AIM: Please find each line in the listing below that contains the word "cluster" and copy it out. Case counts.

* Start *

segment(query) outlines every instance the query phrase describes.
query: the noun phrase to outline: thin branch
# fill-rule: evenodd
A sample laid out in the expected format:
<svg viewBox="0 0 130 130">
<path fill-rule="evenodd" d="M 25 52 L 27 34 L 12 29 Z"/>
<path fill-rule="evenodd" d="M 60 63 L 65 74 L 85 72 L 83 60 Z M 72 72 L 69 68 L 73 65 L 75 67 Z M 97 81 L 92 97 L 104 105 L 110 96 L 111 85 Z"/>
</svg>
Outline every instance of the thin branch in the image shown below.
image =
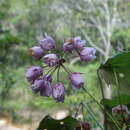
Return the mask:
<svg viewBox="0 0 130 130">
<path fill-rule="evenodd" d="M 96 44 L 94 44 L 91 39 L 89 38 L 89 36 L 87 35 L 87 33 L 84 30 L 81 30 L 82 34 L 84 35 L 84 37 L 86 38 L 86 40 L 89 42 L 89 44 L 94 47 L 97 51 L 99 51 L 103 56 L 105 56 L 105 52 L 104 50 L 102 50 L 101 48 L 99 48 L 98 46 L 96 46 Z"/>
</svg>

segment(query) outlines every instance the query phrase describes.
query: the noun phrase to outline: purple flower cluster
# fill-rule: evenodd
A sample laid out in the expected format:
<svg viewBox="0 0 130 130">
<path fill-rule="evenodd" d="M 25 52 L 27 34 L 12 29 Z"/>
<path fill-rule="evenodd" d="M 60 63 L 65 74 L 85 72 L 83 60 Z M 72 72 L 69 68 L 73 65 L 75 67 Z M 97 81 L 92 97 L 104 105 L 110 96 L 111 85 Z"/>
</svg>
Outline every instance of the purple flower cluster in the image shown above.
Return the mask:
<svg viewBox="0 0 130 130">
<path fill-rule="evenodd" d="M 85 40 L 80 37 L 70 38 L 63 45 L 64 52 L 76 51 L 81 61 L 91 61 L 96 58 L 94 48 L 85 47 Z M 46 64 L 44 67 L 32 66 L 27 69 L 26 78 L 31 84 L 34 93 L 41 96 L 53 97 L 57 102 L 63 102 L 65 97 L 64 84 L 59 80 L 60 68 L 68 73 L 68 79 L 73 89 L 80 89 L 84 86 L 83 75 L 80 72 L 70 72 L 65 63 L 65 57 L 59 58 L 53 53 L 56 48 L 55 40 L 50 36 L 45 36 L 38 41 L 38 46 L 29 49 L 30 55 L 35 59 L 42 59 Z M 57 83 L 53 83 L 53 74 L 57 72 Z"/>
<path fill-rule="evenodd" d="M 96 49 L 91 47 L 85 47 L 85 40 L 81 40 L 80 37 L 70 38 L 65 41 L 63 50 L 65 52 L 76 51 L 81 61 L 92 61 L 96 58 Z"/>
</svg>

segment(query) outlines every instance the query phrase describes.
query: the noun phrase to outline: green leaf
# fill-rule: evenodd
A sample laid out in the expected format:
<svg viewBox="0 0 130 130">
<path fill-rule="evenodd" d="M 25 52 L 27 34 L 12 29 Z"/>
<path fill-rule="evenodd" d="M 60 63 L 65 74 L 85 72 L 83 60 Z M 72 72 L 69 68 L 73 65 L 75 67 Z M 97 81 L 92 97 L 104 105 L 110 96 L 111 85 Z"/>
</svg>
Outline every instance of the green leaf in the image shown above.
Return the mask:
<svg viewBox="0 0 130 130">
<path fill-rule="evenodd" d="M 39 124 L 37 130 L 74 130 L 78 121 L 71 116 L 63 120 L 55 120 L 50 116 L 46 116 Z"/>
<path fill-rule="evenodd" d="M 130 104 L 130 96 L 122 94 L 122 95 L 120 95 L 120 101 L 123 105 L 129 105 Z M 116 97 L 113 97 L 112 99 L 102 99 L 101 104 L 103 104 L 109 108 L 115 107 L 115 106 L 120 104 L 119 97 L 116 96 Z"/>
<path fill-rule="evenodd" d="M 99 67 L 101 77 L 107 84 L 116 85 L 114 72 L 116 72 L 120 91 L 130 94 L 130 52 L 120 53 L 109 58 Z"/>
</svg>

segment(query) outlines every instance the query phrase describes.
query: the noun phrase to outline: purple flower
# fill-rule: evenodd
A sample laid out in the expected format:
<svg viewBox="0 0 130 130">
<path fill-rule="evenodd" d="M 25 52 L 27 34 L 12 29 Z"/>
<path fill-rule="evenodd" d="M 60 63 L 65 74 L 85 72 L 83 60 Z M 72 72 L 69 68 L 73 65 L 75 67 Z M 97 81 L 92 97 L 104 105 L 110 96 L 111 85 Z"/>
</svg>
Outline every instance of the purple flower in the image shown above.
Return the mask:
<svg viewBox="0 0 130 130">
<path fill-rule="evenodd" d="M 43 49 L 39 46 L 34 46 L 34 47 L 30 48 L 29 52 L 34 58 L 36 58 L 38 60 L 44 55 Z"/>
<path fill-rule="evenodd" d="M 69 79 L 71 81 L 72 88 L 74 88 L 74 89 L 80 89 L 81 87 L 84 86 L 83 76 L 79 72 L 72 72 L 69 75 Z"/>
<path fill-rule="evenodd" d="M 52 94 L 52 86 L 51 86 L 52 77 L 51 75 L 45 75 L 43 77 L 43 80 L 44 80 L 44 83 L 40 90 L 40 95 L 49 97 Z"/>
<path fill-rule="evenodd" d="M 65 89 L 62 83 L 52 86 L 52 96 L 57 102 L 64 102 Z"/>
<path fill-rule="evenodd" d="M 81 37 L 75 37 L 74 38 L 74 48 L 76 50 L 82 50 L 85 47 L 85 40 L 81 40 Z"/>
<path fill-rule="evenodd" d="M 73 38 L 70 38 L 70 39 L 65 41 L 65 43 L 63 45 L 63 50 L 65 52 L 71 52 L 71 51 L 74 50 L 74 40 L 73 40 Z"/>
<path fill-rule="evenodd" d="M 44 56 L 44 62 L 47 64 L 49 67 L 53 67 L 58 63 L 58 57 L 56 54 L 47 54 Z"/>
<path fill-rule="evenodd" d="M 34 84 L 31 86 L 33 92 L 40 92 L 41 96 L 49 97 L 52 94 L 51 87 L 52 78 L 50 75 L 45 75 L 42 78 L 36 79 Z"/>
<path fill-rule="evenodd" d="M 43 73 L 43 70 L 39 66 L 32 66 L 27 69 L 26 77 L 27 80 L 32 84 L 34 80 L 36 80 L 39 76 L 41 76 Z"/>
<path fill-rule="evenodd" d="M 45 38 L 40 39 L 39 44 L 45 51 L 49 51 L 55 48 L 55 40 L 50 36 L 46 36 Z"/>
<path fill-rule="evenodd" d="M 130 113 L 127 106 L 118 105 L 118 106 L 112 108 L 112 114 L 113 115 L 119 115 L 119 114 L 122 114 L 122 113 L 126 113 L 126 114 Z"/>
<path fill-rule="evenodd" d="M 42 78 L 36 79 L 34 81 L 34 84 L 31 86 L 33 92 L 38 93 L 39 91 L 41 91 L 43 84 L 44 80 Z"/>
<path fill-rule="evenodd" d="M 96 58 L 95 53 L 96 53 L 96 49 L 91 48 L 91 47 L 85 47 L 80 52 L 80 59 L 82 61 L 92 61 Z"/>
</svg>

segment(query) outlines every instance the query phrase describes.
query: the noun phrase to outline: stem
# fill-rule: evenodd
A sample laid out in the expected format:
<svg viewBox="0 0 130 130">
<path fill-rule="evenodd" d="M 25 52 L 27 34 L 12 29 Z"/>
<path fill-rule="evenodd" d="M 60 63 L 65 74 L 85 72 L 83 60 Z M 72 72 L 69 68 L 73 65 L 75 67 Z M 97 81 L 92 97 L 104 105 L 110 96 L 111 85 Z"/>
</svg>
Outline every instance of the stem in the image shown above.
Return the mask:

* End *

RIGHT ANSWER:
query: the noun phrase to outline: purple flower cluster
Outline every instance of the purple flower cluster in the image shown above.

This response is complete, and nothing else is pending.